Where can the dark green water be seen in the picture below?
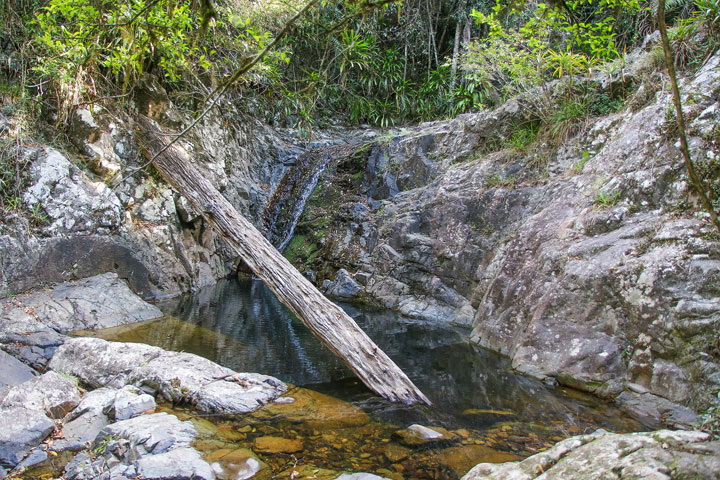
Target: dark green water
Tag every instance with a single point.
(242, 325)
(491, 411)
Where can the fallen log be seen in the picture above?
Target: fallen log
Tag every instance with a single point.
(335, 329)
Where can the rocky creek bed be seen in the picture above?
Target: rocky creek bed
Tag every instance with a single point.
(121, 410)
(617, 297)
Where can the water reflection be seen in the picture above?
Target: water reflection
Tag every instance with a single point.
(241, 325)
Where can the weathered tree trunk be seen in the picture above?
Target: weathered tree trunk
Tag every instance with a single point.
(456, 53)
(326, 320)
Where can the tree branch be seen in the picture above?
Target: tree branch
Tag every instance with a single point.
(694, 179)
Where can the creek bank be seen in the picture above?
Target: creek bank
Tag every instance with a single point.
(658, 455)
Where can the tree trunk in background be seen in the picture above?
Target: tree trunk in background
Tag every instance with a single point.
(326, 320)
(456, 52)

* * *

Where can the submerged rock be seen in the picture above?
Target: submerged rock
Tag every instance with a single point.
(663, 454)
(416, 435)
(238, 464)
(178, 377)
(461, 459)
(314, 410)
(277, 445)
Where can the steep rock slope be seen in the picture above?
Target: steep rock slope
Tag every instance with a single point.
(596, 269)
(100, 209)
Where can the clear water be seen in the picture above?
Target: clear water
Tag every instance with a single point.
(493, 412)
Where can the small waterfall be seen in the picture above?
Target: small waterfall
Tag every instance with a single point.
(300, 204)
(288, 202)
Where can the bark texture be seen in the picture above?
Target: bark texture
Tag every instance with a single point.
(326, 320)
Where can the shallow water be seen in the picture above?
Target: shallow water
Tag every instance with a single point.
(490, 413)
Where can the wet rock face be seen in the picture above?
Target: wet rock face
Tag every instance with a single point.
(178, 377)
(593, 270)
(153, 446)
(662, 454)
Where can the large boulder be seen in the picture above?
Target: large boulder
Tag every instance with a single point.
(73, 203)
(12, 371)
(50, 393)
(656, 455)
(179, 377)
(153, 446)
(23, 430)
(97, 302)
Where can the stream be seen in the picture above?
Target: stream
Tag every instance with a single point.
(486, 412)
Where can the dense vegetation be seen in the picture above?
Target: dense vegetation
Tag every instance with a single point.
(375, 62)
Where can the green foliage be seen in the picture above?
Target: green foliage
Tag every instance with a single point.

--

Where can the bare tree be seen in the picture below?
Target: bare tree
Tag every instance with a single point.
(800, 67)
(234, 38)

Exercise instructions: Collect every line from the items above that contains the word "branch", matching case exactly.

Solution for this task:
Where can the tree branch be seen in the picture above?
Target: tree branch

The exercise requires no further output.